OBJETIVOS ::
a – Enumere todas as causas pelas quais, segundo o texto sobre Eugen Richter, ele lutou como político e publicista.
b – De acordo com o texto sobre Eugen Richter, por quanto tempo ele lutou como político e publicista?
c – Conforme o texto sobre Eugen Richter, por que se tornou mais fácil determinar onde está a importância dele?

TEXTO FORNECIDO ::
-------

Em 1931, o 25º aniversário da morte de Richter, o historiador social-liberal Erich Eyck levantou a questão de saber se Eugen Richter “ainda poderia significar algo para nós”.[109]
Depois de tudo o que os alemães passaram desde a época de Richter, é mais fácil determinar onde está sua importância. Ele foi, no que diz respeito à Alemanha, o principal defensor da revolução mundial liberal que constitui o sentido da história moderna. Ao longo de quatro décadas, ele lutou, como político e publicista, pelo que Werner Sombart desprezava como o “espírito do comerciante inglês”: pela paz; uma vida decente para todas as classes através da economia de mercado e do livre comércio; pluralismo e o choque pacífico e não violento de visões de mundo e valores culturais; e autorrespeito cívico em vez de servilismo. Contra todas as censuras conservadoras, ele sempre foi um patriota orgulhoso. Mas ele nunca conseguiu entender por que eram os alemães – entre todos os povos – que não deveriam desfrutar de seus direitos individuais.

-------

LINHAS DO CONJUNTO ::
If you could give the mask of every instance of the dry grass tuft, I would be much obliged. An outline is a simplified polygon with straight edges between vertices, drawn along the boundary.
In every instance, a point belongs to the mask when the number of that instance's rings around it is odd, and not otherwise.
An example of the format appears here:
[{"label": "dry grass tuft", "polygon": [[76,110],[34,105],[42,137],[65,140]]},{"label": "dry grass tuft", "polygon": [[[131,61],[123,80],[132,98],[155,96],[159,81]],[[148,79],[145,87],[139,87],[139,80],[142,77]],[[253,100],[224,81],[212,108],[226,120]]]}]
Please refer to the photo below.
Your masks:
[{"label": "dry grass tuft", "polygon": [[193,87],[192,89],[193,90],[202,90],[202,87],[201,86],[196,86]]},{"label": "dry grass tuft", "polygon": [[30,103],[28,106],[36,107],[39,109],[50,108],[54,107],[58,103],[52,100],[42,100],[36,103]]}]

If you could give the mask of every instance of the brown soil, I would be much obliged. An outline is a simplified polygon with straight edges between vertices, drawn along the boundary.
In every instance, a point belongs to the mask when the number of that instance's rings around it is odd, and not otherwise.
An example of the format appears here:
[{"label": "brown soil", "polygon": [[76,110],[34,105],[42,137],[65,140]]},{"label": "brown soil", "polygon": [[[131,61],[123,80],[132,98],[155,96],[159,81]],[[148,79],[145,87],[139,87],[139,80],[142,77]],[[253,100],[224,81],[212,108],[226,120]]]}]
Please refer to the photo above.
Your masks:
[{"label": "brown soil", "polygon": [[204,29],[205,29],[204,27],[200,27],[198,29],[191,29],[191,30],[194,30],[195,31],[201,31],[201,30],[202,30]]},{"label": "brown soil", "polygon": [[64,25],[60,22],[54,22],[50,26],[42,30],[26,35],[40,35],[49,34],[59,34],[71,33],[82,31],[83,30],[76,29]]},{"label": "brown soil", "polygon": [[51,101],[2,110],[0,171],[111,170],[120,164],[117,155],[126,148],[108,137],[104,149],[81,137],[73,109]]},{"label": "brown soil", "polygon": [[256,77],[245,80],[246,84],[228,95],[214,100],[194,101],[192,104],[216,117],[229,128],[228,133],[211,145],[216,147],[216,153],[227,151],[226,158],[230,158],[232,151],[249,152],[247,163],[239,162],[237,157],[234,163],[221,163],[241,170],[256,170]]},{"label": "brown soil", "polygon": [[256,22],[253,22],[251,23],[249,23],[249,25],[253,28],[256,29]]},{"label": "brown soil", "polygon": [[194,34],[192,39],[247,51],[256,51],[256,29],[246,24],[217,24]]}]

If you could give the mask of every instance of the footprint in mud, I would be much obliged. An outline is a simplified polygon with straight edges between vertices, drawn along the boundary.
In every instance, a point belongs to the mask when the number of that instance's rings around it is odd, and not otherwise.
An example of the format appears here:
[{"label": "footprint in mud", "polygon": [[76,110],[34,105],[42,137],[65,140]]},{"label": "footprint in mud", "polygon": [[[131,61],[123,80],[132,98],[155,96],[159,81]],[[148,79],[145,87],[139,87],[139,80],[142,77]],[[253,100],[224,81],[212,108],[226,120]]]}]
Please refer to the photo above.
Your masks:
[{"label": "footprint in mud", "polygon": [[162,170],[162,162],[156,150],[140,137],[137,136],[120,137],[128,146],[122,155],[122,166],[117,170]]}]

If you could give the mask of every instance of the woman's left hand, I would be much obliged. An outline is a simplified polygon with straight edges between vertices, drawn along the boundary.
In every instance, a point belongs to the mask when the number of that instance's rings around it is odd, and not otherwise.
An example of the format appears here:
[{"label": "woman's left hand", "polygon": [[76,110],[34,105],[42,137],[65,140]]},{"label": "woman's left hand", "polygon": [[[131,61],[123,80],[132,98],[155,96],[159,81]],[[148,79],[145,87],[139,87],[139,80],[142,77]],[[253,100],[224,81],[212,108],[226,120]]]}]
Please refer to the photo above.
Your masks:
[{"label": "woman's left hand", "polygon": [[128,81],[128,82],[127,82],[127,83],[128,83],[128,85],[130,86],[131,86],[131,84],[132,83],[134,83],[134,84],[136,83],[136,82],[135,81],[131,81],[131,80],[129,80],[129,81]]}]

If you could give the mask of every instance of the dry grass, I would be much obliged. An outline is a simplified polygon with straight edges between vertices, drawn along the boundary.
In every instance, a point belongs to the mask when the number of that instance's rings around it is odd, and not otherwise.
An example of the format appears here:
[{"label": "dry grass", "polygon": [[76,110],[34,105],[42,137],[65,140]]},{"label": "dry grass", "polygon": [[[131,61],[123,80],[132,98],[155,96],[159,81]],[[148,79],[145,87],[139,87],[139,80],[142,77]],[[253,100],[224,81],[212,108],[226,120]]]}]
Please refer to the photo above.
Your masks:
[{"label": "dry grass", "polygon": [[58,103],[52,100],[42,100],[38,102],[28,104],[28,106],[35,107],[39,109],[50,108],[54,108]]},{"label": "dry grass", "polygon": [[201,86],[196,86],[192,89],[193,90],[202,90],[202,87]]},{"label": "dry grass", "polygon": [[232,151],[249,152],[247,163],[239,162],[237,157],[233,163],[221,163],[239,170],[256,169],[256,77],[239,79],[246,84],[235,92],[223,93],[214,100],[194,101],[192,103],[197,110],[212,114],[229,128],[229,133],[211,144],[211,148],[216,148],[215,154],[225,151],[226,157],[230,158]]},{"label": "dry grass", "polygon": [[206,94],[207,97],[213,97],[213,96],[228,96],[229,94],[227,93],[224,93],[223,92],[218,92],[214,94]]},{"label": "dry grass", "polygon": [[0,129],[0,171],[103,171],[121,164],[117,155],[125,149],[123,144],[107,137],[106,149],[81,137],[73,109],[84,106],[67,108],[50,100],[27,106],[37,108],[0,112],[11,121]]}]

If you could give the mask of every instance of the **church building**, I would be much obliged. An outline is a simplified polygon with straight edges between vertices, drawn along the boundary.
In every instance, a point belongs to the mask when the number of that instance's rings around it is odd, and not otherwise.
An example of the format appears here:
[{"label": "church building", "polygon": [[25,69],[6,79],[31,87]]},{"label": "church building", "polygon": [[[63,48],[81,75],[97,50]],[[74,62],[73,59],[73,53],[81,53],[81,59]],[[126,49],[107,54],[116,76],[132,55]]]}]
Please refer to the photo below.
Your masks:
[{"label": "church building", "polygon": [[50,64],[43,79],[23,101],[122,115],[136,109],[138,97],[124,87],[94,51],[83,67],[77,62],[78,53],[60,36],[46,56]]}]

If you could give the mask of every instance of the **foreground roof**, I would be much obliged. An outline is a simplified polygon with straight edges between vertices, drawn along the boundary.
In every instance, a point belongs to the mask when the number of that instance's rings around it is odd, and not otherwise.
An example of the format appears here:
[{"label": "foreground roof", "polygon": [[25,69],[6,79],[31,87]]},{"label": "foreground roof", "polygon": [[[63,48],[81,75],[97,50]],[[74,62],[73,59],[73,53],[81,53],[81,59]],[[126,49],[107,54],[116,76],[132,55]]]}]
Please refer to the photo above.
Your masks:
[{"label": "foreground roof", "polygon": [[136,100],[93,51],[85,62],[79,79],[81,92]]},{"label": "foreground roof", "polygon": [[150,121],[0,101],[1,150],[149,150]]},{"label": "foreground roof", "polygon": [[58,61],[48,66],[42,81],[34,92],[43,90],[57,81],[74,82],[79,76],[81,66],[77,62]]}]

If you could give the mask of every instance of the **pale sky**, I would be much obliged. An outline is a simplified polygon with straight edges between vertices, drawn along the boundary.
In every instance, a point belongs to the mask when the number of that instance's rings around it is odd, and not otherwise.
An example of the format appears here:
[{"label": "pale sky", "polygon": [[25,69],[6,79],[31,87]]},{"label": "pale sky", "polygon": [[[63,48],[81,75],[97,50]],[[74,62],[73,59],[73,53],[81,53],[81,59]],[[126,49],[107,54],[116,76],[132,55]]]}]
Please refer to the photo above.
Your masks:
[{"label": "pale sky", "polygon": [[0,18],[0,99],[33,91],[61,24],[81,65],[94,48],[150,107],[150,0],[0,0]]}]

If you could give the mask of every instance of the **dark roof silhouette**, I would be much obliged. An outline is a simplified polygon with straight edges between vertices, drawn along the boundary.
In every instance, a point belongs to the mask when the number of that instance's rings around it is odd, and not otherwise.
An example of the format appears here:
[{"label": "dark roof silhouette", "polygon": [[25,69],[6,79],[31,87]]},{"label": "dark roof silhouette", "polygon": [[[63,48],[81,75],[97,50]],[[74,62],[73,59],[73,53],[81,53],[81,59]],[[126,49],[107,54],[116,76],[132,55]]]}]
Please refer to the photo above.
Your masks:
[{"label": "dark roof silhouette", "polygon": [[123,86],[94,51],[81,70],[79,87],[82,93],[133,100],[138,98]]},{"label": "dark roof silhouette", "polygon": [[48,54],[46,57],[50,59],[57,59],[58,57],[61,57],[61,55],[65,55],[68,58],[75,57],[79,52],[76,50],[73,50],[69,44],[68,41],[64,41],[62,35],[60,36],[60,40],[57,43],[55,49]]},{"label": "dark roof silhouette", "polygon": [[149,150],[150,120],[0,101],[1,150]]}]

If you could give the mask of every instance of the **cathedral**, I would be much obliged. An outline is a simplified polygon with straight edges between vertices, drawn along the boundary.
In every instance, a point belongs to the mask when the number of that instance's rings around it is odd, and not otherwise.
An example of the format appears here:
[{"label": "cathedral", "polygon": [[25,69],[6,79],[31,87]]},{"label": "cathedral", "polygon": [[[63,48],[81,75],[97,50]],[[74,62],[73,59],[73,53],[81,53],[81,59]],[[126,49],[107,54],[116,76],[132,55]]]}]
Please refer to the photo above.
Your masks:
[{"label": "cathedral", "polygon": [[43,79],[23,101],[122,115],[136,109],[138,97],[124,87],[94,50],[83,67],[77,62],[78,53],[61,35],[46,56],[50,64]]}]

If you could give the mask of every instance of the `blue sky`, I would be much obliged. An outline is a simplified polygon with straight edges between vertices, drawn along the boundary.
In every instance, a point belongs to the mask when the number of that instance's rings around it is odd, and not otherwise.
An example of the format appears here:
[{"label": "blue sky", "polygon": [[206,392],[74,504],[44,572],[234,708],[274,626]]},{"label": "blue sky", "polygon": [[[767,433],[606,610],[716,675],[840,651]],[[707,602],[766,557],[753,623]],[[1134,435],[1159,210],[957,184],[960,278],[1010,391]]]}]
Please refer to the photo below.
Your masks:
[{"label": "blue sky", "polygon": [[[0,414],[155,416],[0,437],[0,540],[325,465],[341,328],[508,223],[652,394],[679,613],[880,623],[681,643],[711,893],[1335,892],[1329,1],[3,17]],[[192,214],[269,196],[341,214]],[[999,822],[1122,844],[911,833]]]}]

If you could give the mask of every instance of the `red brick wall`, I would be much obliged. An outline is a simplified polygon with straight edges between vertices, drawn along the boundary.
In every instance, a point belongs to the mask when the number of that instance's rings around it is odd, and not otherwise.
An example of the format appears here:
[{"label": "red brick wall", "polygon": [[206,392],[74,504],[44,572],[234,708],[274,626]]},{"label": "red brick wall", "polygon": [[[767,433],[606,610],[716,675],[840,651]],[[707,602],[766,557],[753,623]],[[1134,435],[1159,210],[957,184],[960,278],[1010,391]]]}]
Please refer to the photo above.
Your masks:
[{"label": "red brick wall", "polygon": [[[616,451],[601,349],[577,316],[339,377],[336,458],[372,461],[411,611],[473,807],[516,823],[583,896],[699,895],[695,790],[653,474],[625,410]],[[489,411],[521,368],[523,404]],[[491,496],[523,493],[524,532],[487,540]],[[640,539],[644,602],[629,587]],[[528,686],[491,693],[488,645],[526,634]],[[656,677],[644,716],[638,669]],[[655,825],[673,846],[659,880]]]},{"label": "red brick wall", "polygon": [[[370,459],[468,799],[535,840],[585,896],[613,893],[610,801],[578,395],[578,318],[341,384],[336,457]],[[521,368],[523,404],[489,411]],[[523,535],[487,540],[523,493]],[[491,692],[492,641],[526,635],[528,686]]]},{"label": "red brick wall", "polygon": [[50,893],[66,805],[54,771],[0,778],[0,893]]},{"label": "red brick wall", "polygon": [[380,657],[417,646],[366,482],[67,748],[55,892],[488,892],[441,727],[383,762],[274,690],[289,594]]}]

-------

RESPOSTAS POR TAREFA ::
a –
- A paz
- Uma vida decente para todas as classes através da economia de mercado e do livre comércio
- O pluralismo e o choque pacífico e não violento de visões de mundo e valores culturais
- O autorrespeito cívico em vez de servilismo

b – Ao longo de quatro décadas.

c – Tornou-se mais fácil por causa de tudo o que os alemães passaram desde a época de Richter.